*** Source text Section Begins ***

When you clear a room, you’ll be given a choice of two possible routes for your next room. Each one will have a displayed reward, which could be an upgrade to a spell you have, a new spell, or some other benefit, like a visit to the shop or a treasure room where you can win more gold. Deciding whether to turn down an awesome new spell in favor of an upgrade to your Old Faithful can be extremely tough sometimes, especially in later levels when the difficulty is ratcheted up considerably.

Some players will opt to try to fully upgrade their favorite spells, but the real fun in Lone Ruin is had by experimenting and trying out all of the game’s spells to find their synergies. A loadout that seemed powerful and efficient was an upgraded Fireball combined with the Blizzard and Grenade spells. That provided a good balance of attack power, range, and area denial, all of which are extremely helpful when dealing with Lone Ruin’s selection of monstrous enemies.

The game contains twenty-one “rooms” that are broken into three seven-room layers. Each successive room is more intense than the last, and introduces new enemies and enemy patterns that will put your spellcasting skills to the test. It’s not uncommon for Lone Ruin to throw in a completely new enemy type without warning that will completely wipe you out and ruin your run. Players not familiar with Roguelikes will call that unfair, but fans familiar with the territory will take it in stride. What does seem unfair, however, are deaths that occur as a result of the arena designs.

Because the game is in the isometric perspective, you get a pretty good view of the battlefield in most cases. However, the layout and features of each room arena are different, and some have archways or other features that block a seemingly insignificant portion of the area. But, when an enemy is able to pass behind that feature, remain unseen, and attack from that hidden position, it doesn’t give you many options in terms of avoiding taking that damage. It’s not a frequent occurrence, but having a great run brought to an end by an enemy you couldn’t see isn’t a great feeling.

"Boss fights feel epic, and dodging waves of projectiles while flinging your own spells back, bobbing your head to the awesome soundtrack that is present throughout the game is a highlight of Lone Ruin."

*** Source text Section Ends ***

_What you need to do_.
1. From the Lone Ruin review, reproduce word for word the part that opens with the words containing "The game contains" and closes with "the arena designs.".
2. Continue the Lone Ruin review past its final sentence.

*** Information given Section Begins ***

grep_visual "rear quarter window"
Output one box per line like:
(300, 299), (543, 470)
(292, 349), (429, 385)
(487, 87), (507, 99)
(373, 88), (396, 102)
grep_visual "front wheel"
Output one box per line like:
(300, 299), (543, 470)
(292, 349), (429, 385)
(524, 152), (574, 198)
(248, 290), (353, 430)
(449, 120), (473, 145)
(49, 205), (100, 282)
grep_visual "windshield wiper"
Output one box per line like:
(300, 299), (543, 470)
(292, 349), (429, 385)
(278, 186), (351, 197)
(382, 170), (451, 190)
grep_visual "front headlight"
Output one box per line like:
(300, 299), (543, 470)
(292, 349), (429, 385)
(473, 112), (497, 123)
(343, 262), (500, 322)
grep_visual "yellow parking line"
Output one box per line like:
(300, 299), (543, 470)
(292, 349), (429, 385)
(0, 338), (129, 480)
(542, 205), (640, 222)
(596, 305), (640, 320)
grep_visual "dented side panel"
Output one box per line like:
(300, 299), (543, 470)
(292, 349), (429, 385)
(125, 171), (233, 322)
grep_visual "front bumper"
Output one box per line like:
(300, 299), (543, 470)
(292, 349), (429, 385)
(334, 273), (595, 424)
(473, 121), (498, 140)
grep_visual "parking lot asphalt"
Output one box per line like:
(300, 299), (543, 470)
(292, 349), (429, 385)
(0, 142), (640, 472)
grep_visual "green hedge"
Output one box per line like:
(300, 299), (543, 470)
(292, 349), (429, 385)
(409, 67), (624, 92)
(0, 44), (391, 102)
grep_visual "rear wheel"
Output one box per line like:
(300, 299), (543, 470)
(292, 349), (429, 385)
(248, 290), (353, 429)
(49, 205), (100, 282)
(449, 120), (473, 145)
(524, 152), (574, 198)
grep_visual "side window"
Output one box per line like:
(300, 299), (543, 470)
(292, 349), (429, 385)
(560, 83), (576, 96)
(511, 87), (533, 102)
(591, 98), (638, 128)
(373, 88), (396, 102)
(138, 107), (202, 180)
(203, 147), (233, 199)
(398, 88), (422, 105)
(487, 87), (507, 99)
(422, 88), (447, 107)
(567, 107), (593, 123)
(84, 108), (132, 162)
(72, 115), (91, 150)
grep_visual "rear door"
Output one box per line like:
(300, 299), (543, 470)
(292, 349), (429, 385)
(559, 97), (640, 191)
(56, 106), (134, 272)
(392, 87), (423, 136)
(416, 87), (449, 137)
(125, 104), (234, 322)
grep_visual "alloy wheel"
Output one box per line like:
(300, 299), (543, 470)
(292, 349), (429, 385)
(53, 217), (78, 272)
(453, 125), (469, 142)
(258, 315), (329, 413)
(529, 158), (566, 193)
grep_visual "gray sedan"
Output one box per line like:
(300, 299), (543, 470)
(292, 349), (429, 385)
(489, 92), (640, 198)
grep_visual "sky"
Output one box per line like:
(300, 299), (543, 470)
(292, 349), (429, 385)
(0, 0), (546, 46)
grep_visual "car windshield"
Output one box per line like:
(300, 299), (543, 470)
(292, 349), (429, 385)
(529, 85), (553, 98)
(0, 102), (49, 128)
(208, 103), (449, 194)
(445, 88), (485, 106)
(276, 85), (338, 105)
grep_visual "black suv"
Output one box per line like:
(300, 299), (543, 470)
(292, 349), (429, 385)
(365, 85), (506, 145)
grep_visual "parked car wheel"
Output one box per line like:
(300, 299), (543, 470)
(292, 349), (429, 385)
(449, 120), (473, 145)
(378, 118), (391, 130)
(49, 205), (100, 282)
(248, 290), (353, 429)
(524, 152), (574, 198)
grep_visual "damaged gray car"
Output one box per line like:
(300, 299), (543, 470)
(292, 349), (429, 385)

*** Information given Section Ends ***

_Responses in order_.
1.
The game contains twenty-one “rooms” that are broken into three seven-room layers. Each successive room is more intense than the last, and introduces new enemies and enemy patterns that will put your spellcasting skills to the test. It’s not uncommon for Lone Ruin to throw in a completely new enemy type without warning that will completely wipe you out and ruin your run. Players not familiar with Roguelikes will call that unfair, but fans familiar with the territory will take it in stride. What does seem unfair, however, are deaths that occur as a result of the arena designs.

2.
The seventh room in each layer before you descend to the next one will feature a boss encounter. These fights feel epic, and dodging waves of projectiles while flinging your own spells back, bobbing your head to the awesome soundtrack that is present throughout the game is a highlight of Lone Ruin. There are unfortunately just a few of these battles, so a future content expansion that features more bosses or even a boss rush mode would be very welcome.

If you’re a roguelike veteran who manages to conquer all of Lone Ruin in one sitting (which could take as little as an hour or so with the right spells and skill), there is also a challenging Survival Mode that can be accessed from the start screen. This timed, wave-based mode ditches the fancy arenas and dumps you into a huge open space filled with all of the enemy types from the main game. Survival Mode is great fun if you’re in tune with the mechanics of Lone Ruin, and it is a great way to get even more replayability out of a game designed to be infinitely replayable.

Overall, Lone Ruin has the makings of the next great indie roguelike hit. It feels just as polished and fun as something like Dead Cells, just with much less content. That is something that is easy enough to remedy over time, and it’s definitely worth seeing where Cuddle Monster Games takes this one.

This game was reviewed on the Nintendo Switch.


THE GOOD

Detailed setting; Intense combat; Awesome selection of upgradeable spells; Great boss fights.

THE BAD

Level design is occasionally inconvenient; Slight lack of content.

Final Verdict:
GREAT
Lone Ruin is a hardcore, action-packed roguelike game to its core, and it absolutely shines on the Switch. If more content is added later on, this could be an early front-runner for the top indie game of 2023.